Translate this sentence from the passage on Jehovah’s Witnesses in Auschwitz into German: "This book is the first attempt at a thorough study of the Jehovah’s Witnesses in Auschwitz."
======== Passage shown ========
There has been no previous study devoted solely to the Jehovah’s Witnesses in the literature on Auschwitz Concentration Camp. This was partly due to the scarcity of extant documentation on their imprisonment, and the rarity of memoirs or accounts. Additionally, the small number of prisoners in category IBV (Internationale Bibelforscher-Vereinigung—International Association of Holy Scripture Researchers—the rubric used to register Jehovah’s Witnesses in the Nazi camps) meant that they were treated as anonymous members of one more category among the thousands of individuals who made up the prisoner population.

This book is the first attempt at a thorough study of the Jehovah’s Witnesses in Auschwitz. Although gaps in the records make it impossible to specify exactly how many Witnesses the Nazis held in Auschwitz, this study concludes, on the basis of painstaking investigations, that the number ranged from several dozen to well over a hundred prisoners at various times, and that a total of at least 387 witnesses were incarcerated in Auschwitz during the almost five years the camp functioned.

This book includes a list of the names of nearly 230 male and female Witnesses imprisoned in Auschwitz, based on documents in the Museum archives, questionnaires and accounts submitted by former prisoners, and information obtained from prisoners’ families.
======== Data excerpts ========
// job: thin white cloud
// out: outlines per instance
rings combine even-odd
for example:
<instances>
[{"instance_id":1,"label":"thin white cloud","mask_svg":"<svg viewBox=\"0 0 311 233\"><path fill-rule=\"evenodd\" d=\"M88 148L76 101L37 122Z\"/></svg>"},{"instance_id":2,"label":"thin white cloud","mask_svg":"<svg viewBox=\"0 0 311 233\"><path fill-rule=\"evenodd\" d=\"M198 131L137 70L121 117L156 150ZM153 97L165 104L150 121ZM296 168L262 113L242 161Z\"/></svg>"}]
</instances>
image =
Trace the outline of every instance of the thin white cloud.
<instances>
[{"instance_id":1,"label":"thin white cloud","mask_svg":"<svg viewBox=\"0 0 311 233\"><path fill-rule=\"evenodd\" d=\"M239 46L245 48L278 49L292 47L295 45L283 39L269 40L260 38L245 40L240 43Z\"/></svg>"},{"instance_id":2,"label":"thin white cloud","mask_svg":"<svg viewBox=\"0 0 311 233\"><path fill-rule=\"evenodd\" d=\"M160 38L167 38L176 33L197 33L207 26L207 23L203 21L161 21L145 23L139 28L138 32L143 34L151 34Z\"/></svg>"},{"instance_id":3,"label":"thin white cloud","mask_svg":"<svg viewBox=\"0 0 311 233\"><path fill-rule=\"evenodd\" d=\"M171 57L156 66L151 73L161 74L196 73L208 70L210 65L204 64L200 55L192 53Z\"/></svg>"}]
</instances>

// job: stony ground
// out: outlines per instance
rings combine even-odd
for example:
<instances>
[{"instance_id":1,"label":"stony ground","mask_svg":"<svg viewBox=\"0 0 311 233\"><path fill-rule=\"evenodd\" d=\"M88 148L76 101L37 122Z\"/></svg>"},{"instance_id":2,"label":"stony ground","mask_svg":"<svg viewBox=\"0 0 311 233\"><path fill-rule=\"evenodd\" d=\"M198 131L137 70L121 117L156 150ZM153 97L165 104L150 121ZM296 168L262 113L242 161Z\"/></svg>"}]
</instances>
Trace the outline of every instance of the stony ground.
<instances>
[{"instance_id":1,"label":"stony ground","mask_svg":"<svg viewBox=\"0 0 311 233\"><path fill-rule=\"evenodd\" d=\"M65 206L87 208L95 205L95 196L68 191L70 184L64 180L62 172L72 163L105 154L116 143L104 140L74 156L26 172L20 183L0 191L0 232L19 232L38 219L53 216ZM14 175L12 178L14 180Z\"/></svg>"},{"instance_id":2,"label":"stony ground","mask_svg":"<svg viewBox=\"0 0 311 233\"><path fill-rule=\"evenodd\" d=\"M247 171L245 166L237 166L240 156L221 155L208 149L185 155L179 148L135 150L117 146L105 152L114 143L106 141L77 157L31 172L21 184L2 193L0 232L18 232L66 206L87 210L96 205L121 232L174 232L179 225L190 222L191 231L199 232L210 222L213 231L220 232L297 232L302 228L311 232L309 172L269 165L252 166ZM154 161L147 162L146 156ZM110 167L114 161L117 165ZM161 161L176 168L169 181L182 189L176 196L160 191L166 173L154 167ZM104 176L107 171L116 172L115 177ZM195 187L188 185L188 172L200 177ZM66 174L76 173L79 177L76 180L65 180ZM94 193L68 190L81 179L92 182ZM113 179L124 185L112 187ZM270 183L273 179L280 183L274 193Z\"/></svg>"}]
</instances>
========
## [Finished answer]
Dieses Buch ist der erste Versuch einer gründlichen Untersuchung der Zeugen Jehovas in Auschwitz.